▶ _WHAT IS REQUIRED_
In the Python developer discussion, which issue number is given for the patch that introduces wordcode?

▶ _SOURCE_
A question about the strategy of only optimizing code objects that are called a lot. Doesn't this mean that a "main" function containing a major inner loop doesn't get the optimization it might deserve?

PS. I like you a lot but there's no way I'm going to "bare" with you. :-)
msg264674 - (view) Author: Yury Selivanov (yselivanov) * (Python committer) Date: 2016-05-02 21:38
> OK, I get it. I think it would be really helpful if issue 26110 was updated, reviewed and committed -- it sound like a good idea on its own, and it needs some burn-in time due to the introduction of two new opcodes. (That's especially important since there's also a patch introducing wordcode, i.e. issue 26647 and undoubtedly the two patches will conflict.) It also needs to show benchmark results on its own (but I think you've got that).

Right.  Victor asked me to review the wordcode patch (and maybe even commit), and I'll try to do that this week.  LOAD_METHOD/CALL_METHOD patch needs some refactoring, right now it's a PoC-quality.  I agree it has to go first.

> I am also happy to see the LOAD_GLOBAL optimization, and it alone may be sufficient to save PEP 509 (though I would recommend editing the text of the PEP dramatically to focus on a brief but crisp description of the change itself and the use that LOAD_GLOBAL would make of it and the microbench results; it currently is a pain to read the whole thing).

▶ _RECORD EXTRACTS_
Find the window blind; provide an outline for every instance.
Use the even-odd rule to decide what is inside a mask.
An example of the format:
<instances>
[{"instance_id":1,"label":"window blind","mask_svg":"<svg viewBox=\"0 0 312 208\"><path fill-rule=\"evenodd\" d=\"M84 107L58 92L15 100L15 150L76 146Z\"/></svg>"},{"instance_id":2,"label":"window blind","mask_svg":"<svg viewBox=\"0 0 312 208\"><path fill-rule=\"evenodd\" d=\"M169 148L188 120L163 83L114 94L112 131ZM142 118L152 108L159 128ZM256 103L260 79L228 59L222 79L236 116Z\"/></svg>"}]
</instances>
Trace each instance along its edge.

---

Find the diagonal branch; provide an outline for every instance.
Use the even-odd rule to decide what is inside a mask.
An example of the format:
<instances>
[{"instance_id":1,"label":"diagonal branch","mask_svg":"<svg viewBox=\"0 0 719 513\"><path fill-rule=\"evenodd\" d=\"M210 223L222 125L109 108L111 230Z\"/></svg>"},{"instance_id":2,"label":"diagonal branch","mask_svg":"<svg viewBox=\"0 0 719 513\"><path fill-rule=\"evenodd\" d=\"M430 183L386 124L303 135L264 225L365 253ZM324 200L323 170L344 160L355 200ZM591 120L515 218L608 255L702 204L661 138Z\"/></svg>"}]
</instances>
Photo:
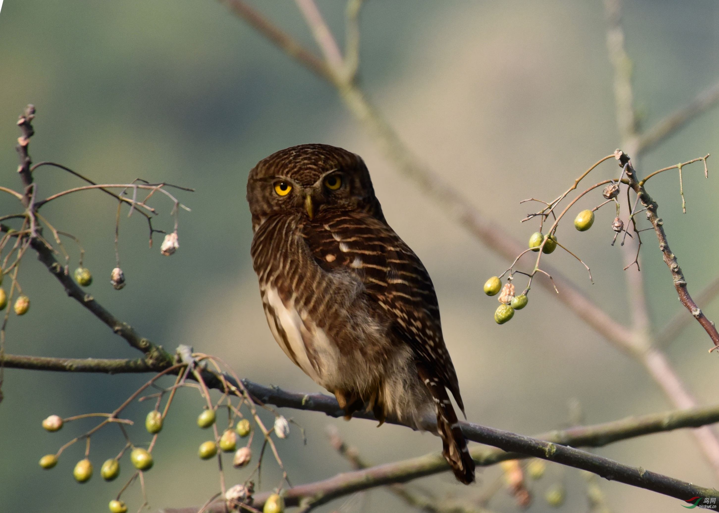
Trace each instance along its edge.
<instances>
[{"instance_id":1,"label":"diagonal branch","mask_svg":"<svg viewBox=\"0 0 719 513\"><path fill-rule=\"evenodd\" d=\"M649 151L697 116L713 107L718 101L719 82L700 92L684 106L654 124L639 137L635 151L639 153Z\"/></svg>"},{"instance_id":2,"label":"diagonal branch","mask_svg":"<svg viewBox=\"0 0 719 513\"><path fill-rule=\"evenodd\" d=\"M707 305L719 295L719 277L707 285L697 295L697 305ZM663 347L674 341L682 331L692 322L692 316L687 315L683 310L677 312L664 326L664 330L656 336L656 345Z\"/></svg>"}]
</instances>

--

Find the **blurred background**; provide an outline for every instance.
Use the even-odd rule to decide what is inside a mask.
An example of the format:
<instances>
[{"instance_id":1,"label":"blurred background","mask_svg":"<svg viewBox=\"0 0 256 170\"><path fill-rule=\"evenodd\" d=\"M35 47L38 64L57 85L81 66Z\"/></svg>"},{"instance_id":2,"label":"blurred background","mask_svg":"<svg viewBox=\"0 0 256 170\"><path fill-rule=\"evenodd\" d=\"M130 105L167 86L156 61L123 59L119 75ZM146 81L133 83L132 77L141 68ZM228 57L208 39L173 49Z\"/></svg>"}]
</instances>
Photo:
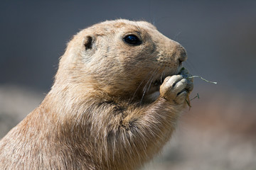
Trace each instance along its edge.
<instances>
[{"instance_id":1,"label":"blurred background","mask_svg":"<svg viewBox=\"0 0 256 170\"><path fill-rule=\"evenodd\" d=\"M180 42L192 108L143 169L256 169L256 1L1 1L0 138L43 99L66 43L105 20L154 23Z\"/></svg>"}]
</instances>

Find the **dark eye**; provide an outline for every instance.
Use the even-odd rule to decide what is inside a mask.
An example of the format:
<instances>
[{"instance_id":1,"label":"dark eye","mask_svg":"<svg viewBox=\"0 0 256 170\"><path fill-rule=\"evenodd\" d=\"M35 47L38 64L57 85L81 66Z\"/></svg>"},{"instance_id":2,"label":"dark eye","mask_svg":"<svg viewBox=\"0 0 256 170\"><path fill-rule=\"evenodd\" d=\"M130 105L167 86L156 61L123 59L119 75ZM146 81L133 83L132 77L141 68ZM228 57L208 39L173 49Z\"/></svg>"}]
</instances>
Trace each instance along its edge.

▶ _FULL SOLUTION_
Issue 26647.